Material provided:
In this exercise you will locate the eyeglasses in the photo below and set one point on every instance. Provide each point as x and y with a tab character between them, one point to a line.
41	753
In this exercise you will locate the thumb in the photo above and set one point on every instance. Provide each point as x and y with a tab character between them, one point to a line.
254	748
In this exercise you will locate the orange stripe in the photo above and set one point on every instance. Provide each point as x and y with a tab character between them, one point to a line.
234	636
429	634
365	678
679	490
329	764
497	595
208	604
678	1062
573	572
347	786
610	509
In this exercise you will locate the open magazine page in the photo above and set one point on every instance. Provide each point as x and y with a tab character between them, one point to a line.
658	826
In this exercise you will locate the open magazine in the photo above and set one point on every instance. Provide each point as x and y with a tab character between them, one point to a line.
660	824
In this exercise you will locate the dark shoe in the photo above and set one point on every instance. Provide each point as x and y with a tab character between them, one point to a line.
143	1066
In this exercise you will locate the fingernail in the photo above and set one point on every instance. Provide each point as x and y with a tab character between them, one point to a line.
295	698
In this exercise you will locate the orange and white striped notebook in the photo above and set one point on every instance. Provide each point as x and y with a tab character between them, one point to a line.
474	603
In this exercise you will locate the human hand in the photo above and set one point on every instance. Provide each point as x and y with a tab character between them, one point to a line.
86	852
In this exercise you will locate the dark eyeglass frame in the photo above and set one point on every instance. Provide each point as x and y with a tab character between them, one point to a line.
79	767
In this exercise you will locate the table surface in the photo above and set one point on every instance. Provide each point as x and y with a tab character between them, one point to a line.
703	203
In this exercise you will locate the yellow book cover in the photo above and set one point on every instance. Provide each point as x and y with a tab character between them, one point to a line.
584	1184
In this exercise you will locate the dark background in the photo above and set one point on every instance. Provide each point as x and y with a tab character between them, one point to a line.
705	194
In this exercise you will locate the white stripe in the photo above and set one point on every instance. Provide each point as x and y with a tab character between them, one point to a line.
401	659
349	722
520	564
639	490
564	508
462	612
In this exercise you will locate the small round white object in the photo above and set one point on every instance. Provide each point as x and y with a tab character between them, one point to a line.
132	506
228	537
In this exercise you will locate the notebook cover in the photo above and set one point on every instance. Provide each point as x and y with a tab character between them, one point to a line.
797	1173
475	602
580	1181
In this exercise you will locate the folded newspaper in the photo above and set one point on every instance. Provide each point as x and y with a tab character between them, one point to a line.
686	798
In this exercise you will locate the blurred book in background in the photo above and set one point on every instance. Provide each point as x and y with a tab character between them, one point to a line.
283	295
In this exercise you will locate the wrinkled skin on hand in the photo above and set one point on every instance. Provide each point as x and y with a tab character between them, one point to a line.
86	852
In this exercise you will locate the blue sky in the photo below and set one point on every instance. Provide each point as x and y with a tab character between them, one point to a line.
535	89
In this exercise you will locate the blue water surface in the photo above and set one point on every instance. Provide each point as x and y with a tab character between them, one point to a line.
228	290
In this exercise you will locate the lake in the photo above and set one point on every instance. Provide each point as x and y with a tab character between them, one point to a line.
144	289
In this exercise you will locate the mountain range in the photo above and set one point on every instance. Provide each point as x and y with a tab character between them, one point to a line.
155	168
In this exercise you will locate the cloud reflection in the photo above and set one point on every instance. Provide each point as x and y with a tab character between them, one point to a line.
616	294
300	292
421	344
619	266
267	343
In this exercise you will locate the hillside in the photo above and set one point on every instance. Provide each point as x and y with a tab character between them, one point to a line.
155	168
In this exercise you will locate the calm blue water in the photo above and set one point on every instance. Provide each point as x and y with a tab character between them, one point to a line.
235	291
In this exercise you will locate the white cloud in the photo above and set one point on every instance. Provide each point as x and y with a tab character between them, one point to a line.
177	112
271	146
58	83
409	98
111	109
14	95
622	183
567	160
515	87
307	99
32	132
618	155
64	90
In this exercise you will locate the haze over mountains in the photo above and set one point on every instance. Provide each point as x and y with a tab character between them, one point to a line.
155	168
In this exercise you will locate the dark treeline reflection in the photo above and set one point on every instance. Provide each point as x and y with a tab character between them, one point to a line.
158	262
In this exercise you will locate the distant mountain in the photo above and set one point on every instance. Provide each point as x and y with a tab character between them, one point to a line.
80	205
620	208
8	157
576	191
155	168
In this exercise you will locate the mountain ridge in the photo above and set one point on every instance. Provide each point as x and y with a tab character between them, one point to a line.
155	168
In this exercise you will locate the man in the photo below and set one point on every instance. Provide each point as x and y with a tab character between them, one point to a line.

Required work: Print out all the entries precisely as written.

Written answer:
In this exercise you will locate the eyeglasses in the photo below and set one point on every instance. Provide each point as x and y with a tab character between them, one point to a line.
41	753
In this exercise you will locate the thumb in the photo above and set one point on every instance. Provide each point as x and y with a tab character between them, one point to a line.
254	748
In this exercise you will locate the orange stripe in the photo above and set one point on every instance. Provide each point as x and y with a tab character between them, one point to a line.
234	636
429	634
365	678
679	490
329	764
497	595
208	604
678	1062
573	572
347	786
610	509
In this exercise you will locate the open magazine page in the photo above and set one point on every instance. Provide each point as x and y with a tab character between them, one point to a line.
658	826
In this exercise you will locate the open magazine in the photo above and set one point on every instance. Provide each point as x and y with a tab character between them, one point to a line.
660	824
In this exercise you will locate the dark shoe in the photo above and set one point on every instance. Provide each point as x and y with a tab character between them, one point to a line.
143	1066
In this exercise you will locate the fingernail in the photo above and set one point on every instance. Provide each point as x and y with a tab character between them, one point to a line.
295	698
In this exercise you will locate the orange and white striped notebook in the photo above and set one point on every instance. Provide each point as x and y with a tab character between them, one point to a line.
474	603
In this exercise you will locate the human hand in the photo above and set one point on every instance. Provide each point as x and y with a tab character between them, one point to a line.
86	852
In this exercise you will locate the dark eyeglass frame in the photo above and set one point on every instance. Provide each point as x and y with a tab character between them, one point to a line.
79	767
In this exercise you will locate the table surface in the photo above and set one point on every instance. Provide each point as x and y with a tab character between them, one point to a line.
703	203
In this exercise you will locate the yellow book cover in the photo above and set one point on every instance. Provide each point as x and y with a tab character between them, one point to a line.
584	1184
In this exercise you will locate the dark background in the photo above and set one point on every instance. Provide each point as x and y with a tab character between them, one point to a line.
705	194
In this exercise you will locate the white stripe in the photo above and set one point on every instance. Provide each point as x and y with a tab character between them, one point to a line.
401	659
349	722
520	564
639	490
564	508
462	612
In this exercise you will locate the small round white object in the photo above and set one point on every instance. Provide each point as x and y with a tab character between them, one point to a line.
132	506
228	537
In this exercise you will locate the notebook cover in the photo above and set one point on every instance. Provide each point as x and y with a tab character between them, one point to a line.
797	1173
475	602
580	1181
In this exercise you will locate the folded newspaper in the photo above and set one point on every instance. Provide each point as x and y with a tab character between them, one point to a line.
686	798
In this exercise you will locate the blurred book in background in the photo above and set one point on every instance. Provide each point as x and y with a tab character between them, one point to a line.
283	295
In this exercise you will locate the wrinkled skin on hand in the photo above and set one point on every instance. Provide each point as x and y with a tab character between them, one point to a line.
86	852
In this exercise you will locate the blue sky in the photo below and set one point on every instance. Provide each point as x and y with a tab character between them, one point to a line.
535	89
In this exercise you will locate the blue water surface in the photo above and set one point on every instance. Provide each point as x and y with a tab character between them, one point to a line.
228	290
In this exercise you will locate the lake in the photo above and set one point on every instance. Provide each point as x and y with a tab character between them, one point to a line.
144	289
In this exercise you will locate the mountain range in the photo above and set one point on every instance. Provide each point as x and y with a tab character between them, one point to a line.
155	168
In this exercise you will locate the cloud reflection in the photo above and set one point on every instance. Provide each point as x and y with a tab character between them, one point to a line.
616	294
300	292
421	344
619	266
267	343
In this exercise you will locate the hillside in the photo above and set one point on every instance. Provide each point as x and y with a tab character between them, one point to a line.
155	168
In this exercise you will locate the calm blue water in the photo above and set one point on every instance. Provide each point as x and y with a tab character between them, one point to a line.
235	291
In this exercise you will locate the white cloud in the photo above and set one point on every instance. Provide each point as x and y with a tab character between them, one point to a line.
177	112
271	146
58	83
409	98
111	109
14	95
622	183
567	160
515	87
307	99
32	132
618	155
64	90
In this exercise you will locate the haze over mountains in the photo above and set one point on every instance. Provide each point as x and y with a tab character between them, one point to a line.
155	168
In this exercise you will locate the dark treeline reflection in the photo above and set one point on every instance. Provide each point as x and y with a tab character between them, one point to a line.
158	262
In this exercise you will locate the distant mountain in the photo above and set one point on every instance. Provide each point as x and y with a tab character between them, one point to a line.
80	205
620	208
8	157
576	191
155	168
In this exercise you will locate the mountain ridge in the photo above and set one point on every instance. Provide each point as x and y with a tab character between them, one point to a line.
155	168
In this exercise you will locate the man in the photo below and set one point on every instance. Provide each point as x and y with a tab character between them, one point to a line.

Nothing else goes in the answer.